PROBLEM REQUIREMENTS
Beginning with the line that has "the shop sign", write out each line down to the end of the records below exactly, and include no pictures.

INPUT
BEGIN
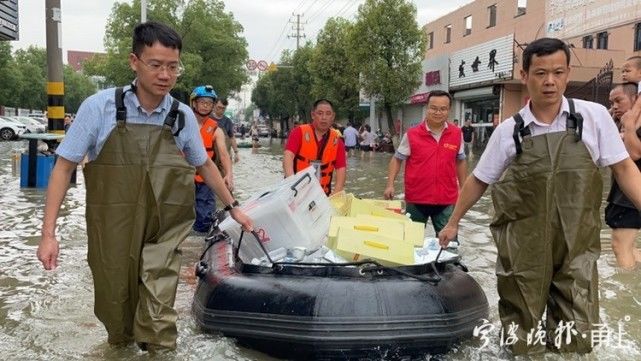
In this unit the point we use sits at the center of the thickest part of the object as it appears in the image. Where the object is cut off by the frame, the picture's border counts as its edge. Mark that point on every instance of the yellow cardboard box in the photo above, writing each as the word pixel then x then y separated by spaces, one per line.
pixel 412 232
pixel 376 225
pixel 357 246
pixel 394 205
pixel 359 206
pixel 340 201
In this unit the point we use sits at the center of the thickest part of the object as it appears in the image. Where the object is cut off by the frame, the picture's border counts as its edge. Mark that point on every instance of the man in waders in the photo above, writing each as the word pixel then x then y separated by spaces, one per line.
pixel 318 145
pixel 202 101
pixel 547 190
pixel 143 146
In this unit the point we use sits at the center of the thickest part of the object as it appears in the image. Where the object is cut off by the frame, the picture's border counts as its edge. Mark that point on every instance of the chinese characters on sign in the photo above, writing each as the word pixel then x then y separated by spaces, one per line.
pixel 483 62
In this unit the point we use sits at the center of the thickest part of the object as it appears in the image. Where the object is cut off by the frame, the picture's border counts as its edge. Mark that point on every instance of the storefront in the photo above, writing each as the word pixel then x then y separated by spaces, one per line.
pixel 476 83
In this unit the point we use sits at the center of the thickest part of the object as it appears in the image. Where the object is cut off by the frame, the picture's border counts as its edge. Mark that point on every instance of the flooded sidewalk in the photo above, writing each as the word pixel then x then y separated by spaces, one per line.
pixel 49 315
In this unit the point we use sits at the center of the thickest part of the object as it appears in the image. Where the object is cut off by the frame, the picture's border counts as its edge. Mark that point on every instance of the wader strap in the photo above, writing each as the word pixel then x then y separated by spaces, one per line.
pixel 575 121
pixel 173 115
pixel 520 131
pixel 121 110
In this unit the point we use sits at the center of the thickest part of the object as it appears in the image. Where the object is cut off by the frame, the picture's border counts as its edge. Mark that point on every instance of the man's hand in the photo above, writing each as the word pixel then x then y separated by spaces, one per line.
pixel 447 234
pixel 389 192
pixel 48 252
pixel 240 217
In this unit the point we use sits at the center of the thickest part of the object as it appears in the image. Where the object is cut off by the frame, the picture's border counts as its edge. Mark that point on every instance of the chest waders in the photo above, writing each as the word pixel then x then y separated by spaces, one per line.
pixel 546 229
pixel 140 207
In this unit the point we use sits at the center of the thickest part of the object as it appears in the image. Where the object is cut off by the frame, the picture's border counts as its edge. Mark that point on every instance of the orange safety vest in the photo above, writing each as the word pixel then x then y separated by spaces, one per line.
pixel 309 152
pixel 207 134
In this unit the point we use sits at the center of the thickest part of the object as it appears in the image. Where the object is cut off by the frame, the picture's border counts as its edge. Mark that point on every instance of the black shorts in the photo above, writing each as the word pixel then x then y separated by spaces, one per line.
pixel 622 217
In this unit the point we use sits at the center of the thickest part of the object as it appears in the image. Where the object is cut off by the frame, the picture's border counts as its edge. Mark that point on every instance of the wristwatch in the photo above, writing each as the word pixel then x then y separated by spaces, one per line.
pixel 230 206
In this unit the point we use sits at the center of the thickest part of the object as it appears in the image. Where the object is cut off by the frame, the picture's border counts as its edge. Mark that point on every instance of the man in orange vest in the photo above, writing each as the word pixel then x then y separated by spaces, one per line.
pixel 202 101
pixel 318 145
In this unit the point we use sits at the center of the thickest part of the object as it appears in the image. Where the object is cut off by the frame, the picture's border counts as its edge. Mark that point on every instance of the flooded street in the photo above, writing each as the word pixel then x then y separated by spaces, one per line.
pixel 49 315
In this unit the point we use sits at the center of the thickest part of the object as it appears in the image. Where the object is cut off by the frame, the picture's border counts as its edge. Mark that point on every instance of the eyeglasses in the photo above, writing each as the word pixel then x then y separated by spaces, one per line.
pixel 438 110
pixel 157 67
pixel 205 102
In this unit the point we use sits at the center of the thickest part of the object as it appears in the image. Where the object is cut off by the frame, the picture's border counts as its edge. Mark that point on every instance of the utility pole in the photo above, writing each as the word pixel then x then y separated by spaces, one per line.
pixel 55 82
pixel 297 28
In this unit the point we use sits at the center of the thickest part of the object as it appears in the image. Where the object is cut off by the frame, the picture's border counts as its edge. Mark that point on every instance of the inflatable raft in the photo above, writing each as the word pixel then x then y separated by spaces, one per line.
pixel 335 311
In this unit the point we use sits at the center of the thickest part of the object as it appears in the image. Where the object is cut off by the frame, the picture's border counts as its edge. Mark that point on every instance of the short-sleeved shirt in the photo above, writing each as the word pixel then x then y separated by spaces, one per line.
pixel 226 124
pixel 96 119
pixel 403 150
pixel 600 136
pixel 295 141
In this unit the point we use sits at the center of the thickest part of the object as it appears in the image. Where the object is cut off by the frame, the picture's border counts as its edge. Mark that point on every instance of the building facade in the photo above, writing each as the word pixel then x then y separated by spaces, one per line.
pixel 484 42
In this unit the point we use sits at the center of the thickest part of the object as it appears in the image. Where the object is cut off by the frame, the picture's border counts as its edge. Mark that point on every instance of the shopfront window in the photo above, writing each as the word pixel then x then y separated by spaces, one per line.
pixel 468 25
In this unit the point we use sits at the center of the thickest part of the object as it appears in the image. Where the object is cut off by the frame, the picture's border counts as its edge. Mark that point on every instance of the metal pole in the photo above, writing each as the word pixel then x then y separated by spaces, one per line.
pixel 372 112
pixel 143 11
pixel 55 83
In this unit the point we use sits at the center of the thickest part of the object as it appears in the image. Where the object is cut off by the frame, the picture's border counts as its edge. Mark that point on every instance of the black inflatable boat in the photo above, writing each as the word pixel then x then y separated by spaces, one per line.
pixel 305 311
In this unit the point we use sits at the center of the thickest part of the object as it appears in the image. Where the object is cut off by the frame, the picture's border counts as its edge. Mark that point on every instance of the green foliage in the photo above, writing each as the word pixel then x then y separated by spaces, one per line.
pixel 9 76
pixel 31 64
pixel 214 52
pixel 334 70
pixel 389 46
pixel 302 81
pixel 24 77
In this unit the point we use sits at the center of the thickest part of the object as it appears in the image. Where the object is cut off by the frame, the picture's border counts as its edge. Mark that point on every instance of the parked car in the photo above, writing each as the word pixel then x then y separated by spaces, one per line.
pixel 10 129
pixel 33 126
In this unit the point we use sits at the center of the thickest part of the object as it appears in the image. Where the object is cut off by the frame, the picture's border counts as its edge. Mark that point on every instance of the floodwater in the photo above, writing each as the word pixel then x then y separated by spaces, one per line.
pixel 49 315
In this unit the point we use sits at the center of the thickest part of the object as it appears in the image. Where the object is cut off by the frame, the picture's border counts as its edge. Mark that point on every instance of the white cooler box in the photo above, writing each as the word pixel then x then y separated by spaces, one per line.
pixel 293 213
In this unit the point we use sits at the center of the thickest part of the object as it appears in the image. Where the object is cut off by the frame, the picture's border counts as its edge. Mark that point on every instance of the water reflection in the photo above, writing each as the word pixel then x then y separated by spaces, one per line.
pixel 49 315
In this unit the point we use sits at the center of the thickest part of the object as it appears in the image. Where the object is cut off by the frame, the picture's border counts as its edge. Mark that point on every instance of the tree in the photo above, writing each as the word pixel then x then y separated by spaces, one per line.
pixel 334 70
pixel 302 81
pixel 213 50
pixel 9 76
pixel 390 47
pixel 77 88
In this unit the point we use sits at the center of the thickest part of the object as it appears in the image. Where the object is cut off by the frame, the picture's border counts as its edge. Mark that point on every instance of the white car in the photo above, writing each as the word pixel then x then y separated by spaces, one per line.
pixel 10 129
pixel 33 126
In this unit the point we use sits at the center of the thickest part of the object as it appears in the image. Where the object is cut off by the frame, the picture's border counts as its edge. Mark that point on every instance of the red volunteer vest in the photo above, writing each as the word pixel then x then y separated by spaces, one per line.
pixel 430 170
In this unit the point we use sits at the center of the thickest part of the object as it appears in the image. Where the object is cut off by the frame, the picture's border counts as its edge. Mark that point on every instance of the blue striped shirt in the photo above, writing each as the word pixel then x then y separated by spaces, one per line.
pixel 96 119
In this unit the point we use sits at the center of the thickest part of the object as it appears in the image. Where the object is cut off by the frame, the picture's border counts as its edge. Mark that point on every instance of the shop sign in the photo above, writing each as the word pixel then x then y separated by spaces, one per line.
pixel 488 61
pixel 571 18
pixel 433 78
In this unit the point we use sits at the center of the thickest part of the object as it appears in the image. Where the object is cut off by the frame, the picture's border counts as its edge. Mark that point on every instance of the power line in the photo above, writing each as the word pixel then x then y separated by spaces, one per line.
pixel 320 10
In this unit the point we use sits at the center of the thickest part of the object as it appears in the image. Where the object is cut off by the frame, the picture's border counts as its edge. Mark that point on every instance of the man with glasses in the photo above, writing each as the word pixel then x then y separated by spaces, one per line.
pixel 226 124
pixel 143 146
pixel 202 101
pixel 435 164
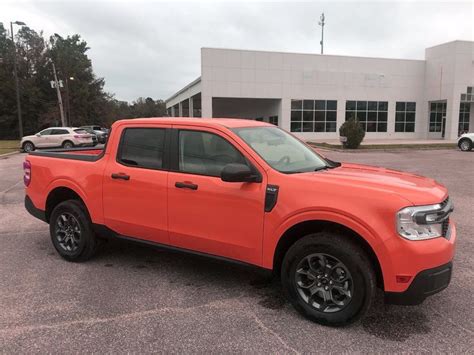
END
PROBLEM SOLUTION
In this unit the point we use sits at the center of the thickest part of the object as it appears in the image. Where the object is cut off by the frame, the picture's border counts as its edge. Mark that point on every instance of the shop sign in the photo above, writing each as the word pixel then x then y separated by spaces, one per line.
pixel 488 61
pixel 571 18
pixel 433 78
In this unit the point we use sits at the center of the thickest part of the object as it appears in the image. Where the object is cut off by the frame, the picture's border counts as its edge. Mark that point on every instance of the power line in the photo above, writing each as the word pixel then x then y separated by spaces, one per line.
pixel 320 10
In this unit the point we use sits at the center of the thickest part of the object as it appears in the image. Where the object is cut off by the frame, the picture's border counts as its edge. Mark that point on every instance of the man with glasses in the photo above, writing each as the word pixel then x then y separated by spaces, one per line.
pixel 226 124
pixel 143 146
pixel 202 101
pixel 435 164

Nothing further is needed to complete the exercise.